[Records from a dataset]
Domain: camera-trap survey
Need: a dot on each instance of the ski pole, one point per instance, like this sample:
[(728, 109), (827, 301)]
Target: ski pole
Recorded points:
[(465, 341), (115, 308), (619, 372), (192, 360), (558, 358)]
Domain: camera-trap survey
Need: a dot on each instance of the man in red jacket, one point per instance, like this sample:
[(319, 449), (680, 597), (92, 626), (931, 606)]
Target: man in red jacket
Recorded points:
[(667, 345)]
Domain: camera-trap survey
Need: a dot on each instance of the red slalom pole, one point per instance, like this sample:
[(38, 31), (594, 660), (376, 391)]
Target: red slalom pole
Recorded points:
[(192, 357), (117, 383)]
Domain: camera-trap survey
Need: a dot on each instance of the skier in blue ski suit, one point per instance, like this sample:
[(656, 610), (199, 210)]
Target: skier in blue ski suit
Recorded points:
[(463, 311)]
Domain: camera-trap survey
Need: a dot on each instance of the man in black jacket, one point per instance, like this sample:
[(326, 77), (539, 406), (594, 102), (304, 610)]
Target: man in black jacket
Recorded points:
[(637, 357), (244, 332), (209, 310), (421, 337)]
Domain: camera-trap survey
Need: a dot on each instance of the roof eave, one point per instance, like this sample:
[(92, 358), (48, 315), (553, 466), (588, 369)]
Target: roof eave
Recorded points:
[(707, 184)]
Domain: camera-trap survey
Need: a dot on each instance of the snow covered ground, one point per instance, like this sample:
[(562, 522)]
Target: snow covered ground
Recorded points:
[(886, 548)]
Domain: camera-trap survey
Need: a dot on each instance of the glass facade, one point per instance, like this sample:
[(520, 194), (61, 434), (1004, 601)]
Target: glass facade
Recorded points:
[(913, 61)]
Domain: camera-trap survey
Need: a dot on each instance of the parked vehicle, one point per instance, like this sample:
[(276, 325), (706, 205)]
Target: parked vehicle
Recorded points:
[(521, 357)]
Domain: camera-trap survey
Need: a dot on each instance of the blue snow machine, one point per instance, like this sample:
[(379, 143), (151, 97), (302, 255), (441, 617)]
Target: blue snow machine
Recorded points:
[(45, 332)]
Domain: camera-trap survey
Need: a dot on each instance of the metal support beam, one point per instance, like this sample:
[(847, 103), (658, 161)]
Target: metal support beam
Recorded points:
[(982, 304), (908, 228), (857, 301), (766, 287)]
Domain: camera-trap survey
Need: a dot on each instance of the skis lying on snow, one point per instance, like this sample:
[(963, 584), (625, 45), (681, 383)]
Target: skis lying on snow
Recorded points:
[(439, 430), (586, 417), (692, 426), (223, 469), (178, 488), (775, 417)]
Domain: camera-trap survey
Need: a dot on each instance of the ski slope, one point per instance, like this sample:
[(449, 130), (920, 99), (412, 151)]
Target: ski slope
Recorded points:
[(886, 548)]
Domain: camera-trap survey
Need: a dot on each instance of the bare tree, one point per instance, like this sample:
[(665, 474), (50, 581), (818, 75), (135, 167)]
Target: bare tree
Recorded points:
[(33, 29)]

What you should do: Give back all the data exactly as written.

Output:
Domain: camera-trap survey
Need: a dot on each instance of the ski pole, one point per instance, like this sample:
[(728, 109), (827, 301)]
Target: ski pole
Recorded points:
[(465, 341), (115, 308), (619, 372), (192, 360), (558, 358)]
Domain: camera-trap survey
Need: a dot on each instance of the man in red jacket, one point per instance, like this sample:
[(319, 449), (680, 597), (92, 626), (931, 606)]
Target: man in red jacket
Recorded points:
[(667, 345)]
Domain: camera-trap survey
Need: a dot on each instance of the red slalom pole, one point per instance, like this sample:
[(38, 31), (594, 660), (376, 391)]
Target: red slalom pole
Recorded points:
[(192, 357), (117, 383)]
Domain: camera-trap survey
Need: a dot on each instance of the skier in blue ski suit, one point per instance, like this sample:
[(656, 610), (199, 210)]
Target: skier in blue ski suit
Recorded points:
[(463, 311)]
Domain: camera-trap survey
Need: a dot on each instance of the man in black jacket, one point per instance, like this sample:
[(326, 77), (539, 406), (594, 102), (304, 610)]
Target: man in black jacket
Recorded points:
[(637, 357), (244, 332), (209, 310), (421, 337)]
Domain: camera-trap survey
Need: a dot on each instance of the roof eave, one point per instance, like this sample:
[(92, 358), (48, 315), (553, 466), (588, 369)]
Target: roof eave
Recorded points:
[(707, 184)]
Domain: camera-trap survey
Need: a dot on each instance of the snow covered ground, one point per instance, like this sample:
[(562, 522)]
Target: snow covered ground
Recorded points:
[(886, 548)]
Domain: camera-trap survey
Need: a dot on each instance of the glass facade, one point per instance, like this sample:
[(520, 194), (61, 434), (1004, 601)]
Target: glass facade
Recorded points:
[(913, 61)]
Domain: camera-trap survey
Need: a dot on each instance of the parked vehicle, one point per instance, like this sample:
[(276, 325), (706, 205)]
Target: parked vehicle
Recorded points:
[(521, 357)]
Domain: camera-trap survey
Need: a dot on each instance of the blue snow machine, one point per instance, like this sample:
[(379, 143), (151, 97), (302, 255), (441, 617)]
Target: blue snow machine
Recorded points:
[(45, 332)]
Domain: camera-trap survey
Need: a dot on each instance of the metal support beam, one point per instance, like this sample:
[(847, 103), (658, 161)]
Target: metal support beam
Recorded points:
[(982, 304), (908, 228), (857, 301), (766, 287)]
Domain: camera-trap survey
Need: a dot on each instance of the skis lying on snow, one point per instance, like this sample:
[(963, 584), (625, 45), (681, 383)]
Target: skis lying on snow
Recorded points:
[(439, 430), (586, 417), (692, 426), (223, 469), (178, 488), (775, 417)]
Domain: camera-trap survey
Need: a dot on each instance of the ski slope, one point per instance, like this sample:
[(449, 130), (920, 99), (412, 151)]
Target: ski slope
Recorded points:
[(886, 548)]
Domain: camera-trap survey
Need: a dot on each instance of the bare tree, one point per instance, like this sample:
[(665, 474), (50, 581), (818, 75), (135, 167)]
Target: bare tree
Recorded points:
[(33, 29)]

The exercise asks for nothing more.